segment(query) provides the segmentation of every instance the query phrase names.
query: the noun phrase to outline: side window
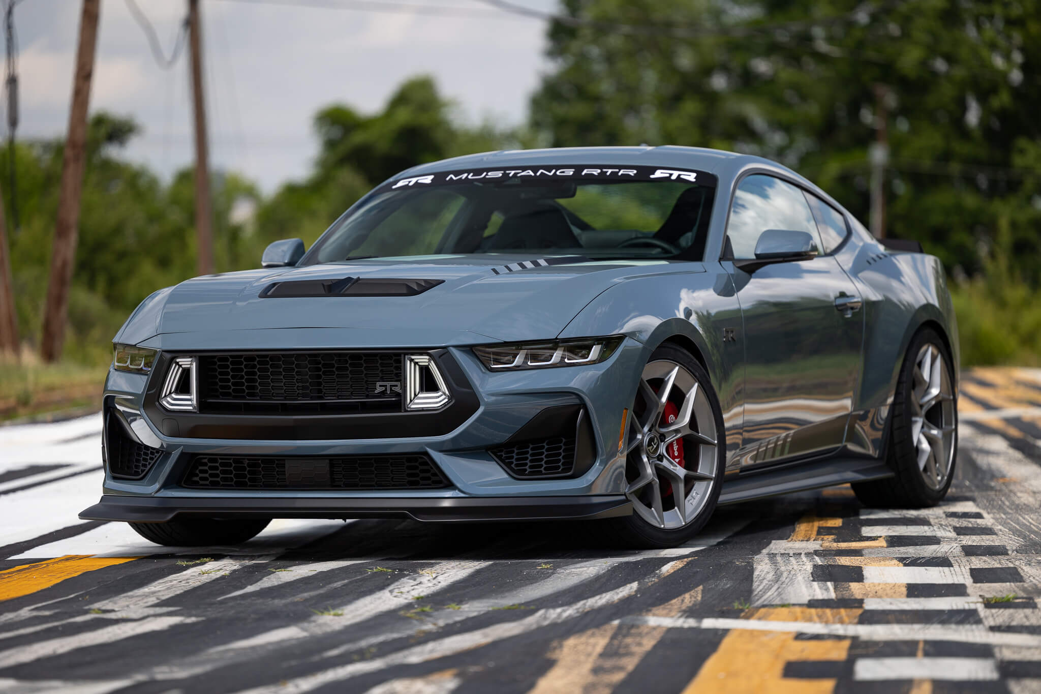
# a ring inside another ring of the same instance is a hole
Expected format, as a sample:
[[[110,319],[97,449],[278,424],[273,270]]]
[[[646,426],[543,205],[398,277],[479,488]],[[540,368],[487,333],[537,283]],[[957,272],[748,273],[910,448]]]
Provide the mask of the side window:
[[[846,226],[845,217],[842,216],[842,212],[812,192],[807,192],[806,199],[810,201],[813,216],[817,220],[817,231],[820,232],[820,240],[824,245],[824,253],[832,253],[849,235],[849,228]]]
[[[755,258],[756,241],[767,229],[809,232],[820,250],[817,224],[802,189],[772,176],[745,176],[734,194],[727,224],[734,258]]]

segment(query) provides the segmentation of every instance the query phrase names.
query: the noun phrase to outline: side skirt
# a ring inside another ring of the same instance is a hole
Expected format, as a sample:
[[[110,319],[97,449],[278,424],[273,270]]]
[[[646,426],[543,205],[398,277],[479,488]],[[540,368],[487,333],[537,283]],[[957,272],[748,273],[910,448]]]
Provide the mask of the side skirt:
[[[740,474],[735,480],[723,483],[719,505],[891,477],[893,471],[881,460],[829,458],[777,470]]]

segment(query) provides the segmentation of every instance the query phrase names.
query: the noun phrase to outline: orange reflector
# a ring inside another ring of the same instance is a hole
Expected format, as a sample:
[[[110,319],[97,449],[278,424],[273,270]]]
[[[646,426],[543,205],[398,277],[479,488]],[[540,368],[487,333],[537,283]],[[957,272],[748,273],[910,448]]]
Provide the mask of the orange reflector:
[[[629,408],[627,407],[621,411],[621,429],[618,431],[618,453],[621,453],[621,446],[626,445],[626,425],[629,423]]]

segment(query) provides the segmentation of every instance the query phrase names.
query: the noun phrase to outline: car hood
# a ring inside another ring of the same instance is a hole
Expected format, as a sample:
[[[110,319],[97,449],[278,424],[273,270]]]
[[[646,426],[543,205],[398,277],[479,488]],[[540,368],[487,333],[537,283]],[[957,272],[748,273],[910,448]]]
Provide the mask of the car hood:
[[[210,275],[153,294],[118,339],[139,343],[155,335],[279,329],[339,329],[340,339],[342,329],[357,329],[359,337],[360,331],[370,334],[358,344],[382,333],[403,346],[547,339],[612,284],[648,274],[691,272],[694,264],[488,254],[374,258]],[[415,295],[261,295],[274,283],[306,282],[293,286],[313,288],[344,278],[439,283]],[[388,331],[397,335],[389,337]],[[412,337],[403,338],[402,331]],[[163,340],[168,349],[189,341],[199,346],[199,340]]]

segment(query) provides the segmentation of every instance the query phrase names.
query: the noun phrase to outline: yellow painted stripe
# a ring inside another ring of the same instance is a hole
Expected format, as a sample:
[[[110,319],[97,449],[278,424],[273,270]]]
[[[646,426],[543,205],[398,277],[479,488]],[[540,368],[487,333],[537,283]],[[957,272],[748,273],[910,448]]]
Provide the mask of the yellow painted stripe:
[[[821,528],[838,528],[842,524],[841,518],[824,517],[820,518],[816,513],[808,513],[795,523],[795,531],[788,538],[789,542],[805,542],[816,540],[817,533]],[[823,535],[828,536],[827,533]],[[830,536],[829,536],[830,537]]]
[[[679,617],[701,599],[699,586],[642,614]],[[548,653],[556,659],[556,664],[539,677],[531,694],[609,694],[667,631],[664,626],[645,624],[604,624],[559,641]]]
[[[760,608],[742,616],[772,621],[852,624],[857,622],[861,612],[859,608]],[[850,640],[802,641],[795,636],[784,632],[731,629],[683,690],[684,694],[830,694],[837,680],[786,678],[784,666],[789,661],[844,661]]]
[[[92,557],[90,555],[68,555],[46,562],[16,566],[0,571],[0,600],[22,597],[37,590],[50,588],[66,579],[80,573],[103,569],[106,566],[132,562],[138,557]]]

* * * * * * *

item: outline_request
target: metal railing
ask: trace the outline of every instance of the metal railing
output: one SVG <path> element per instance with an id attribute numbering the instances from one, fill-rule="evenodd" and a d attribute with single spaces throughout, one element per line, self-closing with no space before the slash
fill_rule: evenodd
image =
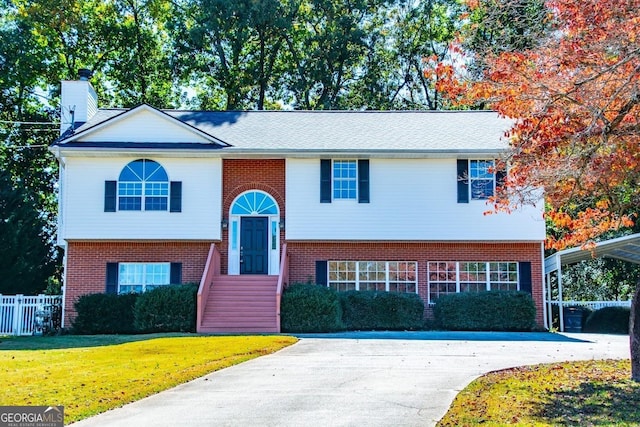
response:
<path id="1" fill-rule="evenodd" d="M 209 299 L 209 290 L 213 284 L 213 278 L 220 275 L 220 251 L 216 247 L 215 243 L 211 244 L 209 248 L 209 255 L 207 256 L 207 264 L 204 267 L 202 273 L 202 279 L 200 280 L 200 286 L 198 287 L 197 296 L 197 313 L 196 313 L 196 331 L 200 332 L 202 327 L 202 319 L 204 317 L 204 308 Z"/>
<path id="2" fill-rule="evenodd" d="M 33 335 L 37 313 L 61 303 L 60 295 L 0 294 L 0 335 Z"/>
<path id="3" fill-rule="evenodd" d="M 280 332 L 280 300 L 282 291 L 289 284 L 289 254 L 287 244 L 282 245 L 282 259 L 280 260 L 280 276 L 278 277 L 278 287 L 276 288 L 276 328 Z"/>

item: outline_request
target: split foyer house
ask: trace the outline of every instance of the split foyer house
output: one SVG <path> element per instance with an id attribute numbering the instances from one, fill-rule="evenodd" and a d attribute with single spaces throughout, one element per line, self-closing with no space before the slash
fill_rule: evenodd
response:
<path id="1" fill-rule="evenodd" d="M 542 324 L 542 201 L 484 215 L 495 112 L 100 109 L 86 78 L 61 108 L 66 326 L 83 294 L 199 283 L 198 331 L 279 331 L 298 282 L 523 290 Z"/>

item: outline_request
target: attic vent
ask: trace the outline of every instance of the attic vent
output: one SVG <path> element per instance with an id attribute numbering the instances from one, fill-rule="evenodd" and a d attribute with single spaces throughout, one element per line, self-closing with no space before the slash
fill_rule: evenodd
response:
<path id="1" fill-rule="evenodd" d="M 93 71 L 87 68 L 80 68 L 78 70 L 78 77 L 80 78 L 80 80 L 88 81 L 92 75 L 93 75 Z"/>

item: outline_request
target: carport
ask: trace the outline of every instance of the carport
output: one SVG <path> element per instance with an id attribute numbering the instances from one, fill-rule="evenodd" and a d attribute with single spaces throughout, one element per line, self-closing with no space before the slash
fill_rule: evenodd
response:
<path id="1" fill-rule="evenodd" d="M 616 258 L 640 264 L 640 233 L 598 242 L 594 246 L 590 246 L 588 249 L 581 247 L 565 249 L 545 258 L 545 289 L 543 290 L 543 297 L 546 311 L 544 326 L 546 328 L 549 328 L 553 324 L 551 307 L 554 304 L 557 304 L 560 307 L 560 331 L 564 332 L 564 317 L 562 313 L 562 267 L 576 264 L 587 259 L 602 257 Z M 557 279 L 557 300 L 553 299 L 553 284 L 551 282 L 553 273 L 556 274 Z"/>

* * * * * * *

List every line in the records above that contains the word "painted".

» **Solved problem**
query: the noun phrase to outline: yellow painted stripe
Provide the mask of the yellow painted stripe:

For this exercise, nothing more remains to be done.